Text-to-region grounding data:

· · · · · · ·

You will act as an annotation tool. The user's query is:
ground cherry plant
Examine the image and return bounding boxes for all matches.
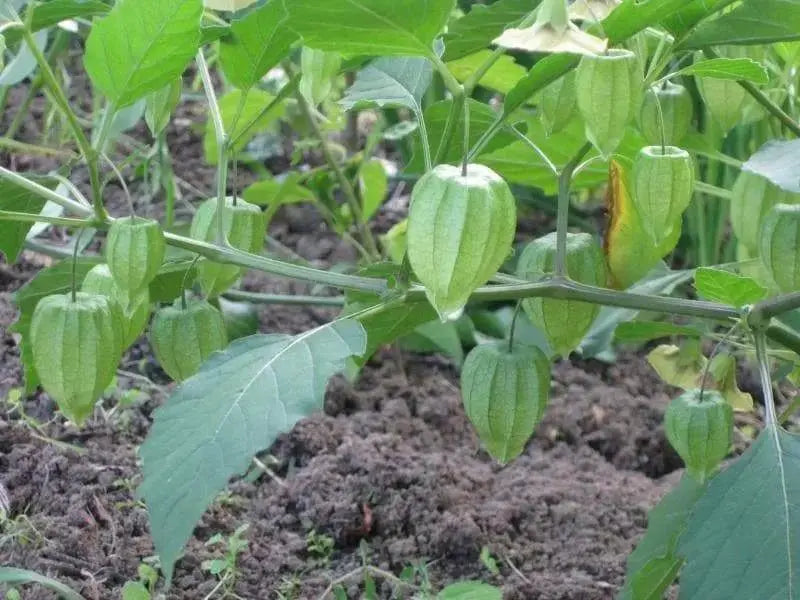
[2,0,800,597]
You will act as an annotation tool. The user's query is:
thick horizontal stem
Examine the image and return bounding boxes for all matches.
[0,210,95,227]
[223,289,346,307]
[749,292,800,327]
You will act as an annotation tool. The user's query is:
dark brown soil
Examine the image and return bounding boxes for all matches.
[0,75,682,600]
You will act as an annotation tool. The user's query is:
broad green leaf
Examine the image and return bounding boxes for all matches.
[84,0,202,108]
[446,50,526,94]
[340,56,432,136]
[148,260,197,304]
[0,30,46,87]
[673,57,769,84]
[694,267,767,307]
[663,0,733,37]
[299,48,341,107]
[0,178,49,263]
[407,99,518,173]
[219,0,297,90]
[200,24,229,45]
[443,0,535,61]
[4,0,109,44]
[138,320,366,581]
[581,267,692,359]
[243,173,315,207]
[602,0,691,43]
[358,160,387,221]
[678,426,800,599]
[204,89,286,163]
[619,475,706,600]
[438,581,502,600]
[145,80,182,137]
[10,258,101,392]
[614,321,703,343]
[503,53,580,116]
[283,0,454,57]
[121,581,150,600]
[681,0,800,48]
[743,139,800,194]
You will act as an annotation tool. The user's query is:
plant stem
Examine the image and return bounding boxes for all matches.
[508,300,522,352]
[702,48,800,138]
[765,322,800,357]
[0,137,75,158]
[694,180,732,200]
[509,126,559,177]
[21,25,105,221]
[196,49,229,245]
[222,290,346,307]
[0,210,95,227]
[92,101,116,153]
[0,166,92,215]
[755,331,777,427]
[433,90,465,165]
[555,142,592,276]
[749,292,800,327]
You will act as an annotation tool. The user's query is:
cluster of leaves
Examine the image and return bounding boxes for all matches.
[2,0,800,598]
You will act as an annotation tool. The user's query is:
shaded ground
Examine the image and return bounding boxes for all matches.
[0,73,683,599]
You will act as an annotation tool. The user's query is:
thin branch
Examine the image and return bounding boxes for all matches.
[555,142,592,276]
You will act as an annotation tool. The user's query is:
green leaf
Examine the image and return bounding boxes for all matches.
[358,160,387,221]
[84,0,202,108]
[242,173,315,208]
[0,568,86,600]
[681,0,800,47]
[284,0,454,57]
[340,56,432,116]
[614,321,703,343]
[673,57,769,84]
[121,581,151,600]
[437,581,502,600]
[407,98,518,173]
[446,50,526,94]
[663,0,734,37]
[742,139,800,194]
[400,320,465,366]
[144,79,182,137]
[678,426,800,599]
[219,0,298,90]
[0,178,48,263]
[694,267,767,307]
[148,260,197,304]
[204,88,286,163]
[138,320,366,581]
[619,475,706,600]
[602,0,691,43]
[10,257,101,392]
[200,24,230,46]
[4,0,108,44]
[443,0,535,61]
[503,53,580,117]
[299,48,342,107]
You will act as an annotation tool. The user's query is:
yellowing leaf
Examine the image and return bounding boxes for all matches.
[708,353,753,412]
[647,343,706,391]
[604,160,680,289]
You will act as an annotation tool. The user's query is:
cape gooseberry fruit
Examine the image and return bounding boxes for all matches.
[407,164,516,321]
[149,298,228,382]
[82,263,150,350]
[105,216,166,296]
[30,292,120,425]
[639,82,693,146]
[730,170,800,255]
[696,76,750,133]
[575,48,642,158]
[760,203,800,293]
[664,389,733,483]
[632,145,694,245]
[460,342,551,464]
[539,70,577,136]
[190,196,266,297]
[517,232,607,358]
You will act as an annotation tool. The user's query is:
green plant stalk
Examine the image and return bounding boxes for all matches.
[555,142,592,276]
[0,210,95,227]
[433,91,465,165]
[694,180,732,200]
[0,567,86,600]
[92,101,116,153]
[196,50,229,245]
[20,25,105,221]
[755,330,778,426]
[750,292,800,327]
[765,322,800,358]
[229,73,300,149]
[223,290,346,307]
[0,166,90,215]
[0,136,75,158]
[289,68,379,260]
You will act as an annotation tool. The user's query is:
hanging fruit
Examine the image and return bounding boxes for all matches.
[460,341,551,464]
[407,164,517,321]
[149,298,229,382]
[82,263,151,350]
[105,216,166,296]
[517,232,607,357]
[539,70,577,136]
[639,82,693,146]
[664,389,733,483]
[575,48,642,158]
[760,203,800,293]
[730,170,800,255]
[632,145,694,245]
[30,292,120,425]
[190,197,266,297]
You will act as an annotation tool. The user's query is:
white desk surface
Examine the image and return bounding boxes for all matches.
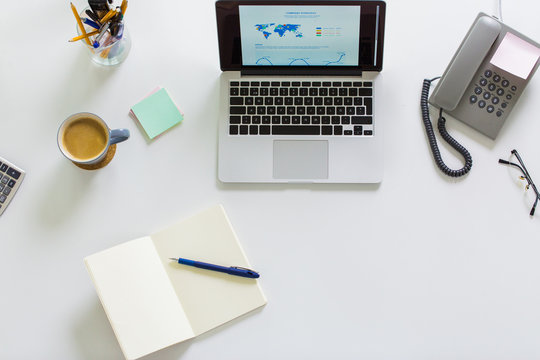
[2,0,540,359]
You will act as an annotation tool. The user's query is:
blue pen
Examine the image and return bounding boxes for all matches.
[82,17,101,30]
[169,257,260,279]
[93,22,110,48]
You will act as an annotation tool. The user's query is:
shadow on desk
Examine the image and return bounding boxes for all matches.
[34,161,97,228]
[73,300,125,360]
[73,300,264,360]
[217,181,381,192]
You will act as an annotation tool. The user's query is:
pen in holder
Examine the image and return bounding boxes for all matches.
[71,3,131,66]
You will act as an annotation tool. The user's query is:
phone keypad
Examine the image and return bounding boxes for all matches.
[469,69,518,118]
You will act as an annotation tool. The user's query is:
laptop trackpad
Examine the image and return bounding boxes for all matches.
[273,140,328,179]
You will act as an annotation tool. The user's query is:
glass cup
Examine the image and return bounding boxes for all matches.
[76,9,131,66]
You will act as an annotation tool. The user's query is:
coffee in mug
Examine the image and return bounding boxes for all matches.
[58,113,129,166]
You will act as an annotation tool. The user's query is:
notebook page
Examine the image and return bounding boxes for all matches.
[84,236,195,360]
[151,205,267,336]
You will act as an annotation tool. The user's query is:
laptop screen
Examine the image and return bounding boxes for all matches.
[216,1,386,74]
[239,5,361,66]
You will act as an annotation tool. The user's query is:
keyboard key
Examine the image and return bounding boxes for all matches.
[229,125,238,135]
[239,125,249,135]
[230,116,241,124]
[352,116,373,124]
[364,130,373,135]
[260,125,271,135]
[230,97,243,105]
[272,126,320,135]
[0,164,8,172]
[364,98,373,115]
[249,125,258,135]
[358,88,373,96]
[230,106,246,115]
[322,126,332,135]
[333,125,343,135]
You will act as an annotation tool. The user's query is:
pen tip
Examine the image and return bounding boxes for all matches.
[169,258,178,261]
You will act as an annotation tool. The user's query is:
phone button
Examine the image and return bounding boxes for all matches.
[501,80,510,87]
[474,87,482,95]
[479,78,488,86]
[492,97,500,104]
[496,111,503,117]
[483,92,491,100]
[493,75,501,82]
[487,105,495,113]
[488,83,496,91]
[469,95,478,104]
[478,100,486,108]
[501,102,508,109]
[484,70,493,78]
[496,88,504,96]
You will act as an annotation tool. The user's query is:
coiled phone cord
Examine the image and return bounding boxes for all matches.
[420,78,473,177]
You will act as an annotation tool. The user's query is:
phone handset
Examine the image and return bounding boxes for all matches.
[421,15,502,177]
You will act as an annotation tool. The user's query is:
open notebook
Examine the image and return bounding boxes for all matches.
[84,205,267,360]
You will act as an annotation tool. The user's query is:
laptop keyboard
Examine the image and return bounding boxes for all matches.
[229,80,373,136]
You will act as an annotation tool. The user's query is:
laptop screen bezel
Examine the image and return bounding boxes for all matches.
[216,0,386,74]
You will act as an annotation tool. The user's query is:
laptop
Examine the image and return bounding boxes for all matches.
[216,0,386,183]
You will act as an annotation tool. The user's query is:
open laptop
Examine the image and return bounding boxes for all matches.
[216,0,386,183]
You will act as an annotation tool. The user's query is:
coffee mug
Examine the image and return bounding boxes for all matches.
[57,112,130,165]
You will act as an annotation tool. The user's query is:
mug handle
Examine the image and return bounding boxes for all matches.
[109,129,130,145]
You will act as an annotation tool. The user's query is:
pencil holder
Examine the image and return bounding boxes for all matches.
[76,9,131,66]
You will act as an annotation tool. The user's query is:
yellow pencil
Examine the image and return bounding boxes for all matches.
[71,2,92,46]
[69,30,99,42]
[120,0,128,15]
[100,8,118,24]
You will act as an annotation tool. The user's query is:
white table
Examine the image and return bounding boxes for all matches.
[2,0,540,359]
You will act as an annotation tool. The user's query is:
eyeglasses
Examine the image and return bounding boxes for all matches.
[498,149,539,216]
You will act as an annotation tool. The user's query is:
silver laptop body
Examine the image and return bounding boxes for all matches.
[216,0,386,183]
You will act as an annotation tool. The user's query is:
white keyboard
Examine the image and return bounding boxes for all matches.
[0,156,25,215]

· · · · · · ·

Problem: Lines containing the string "fruit" in the entries above should be counted. State that number alone.

Task response: 2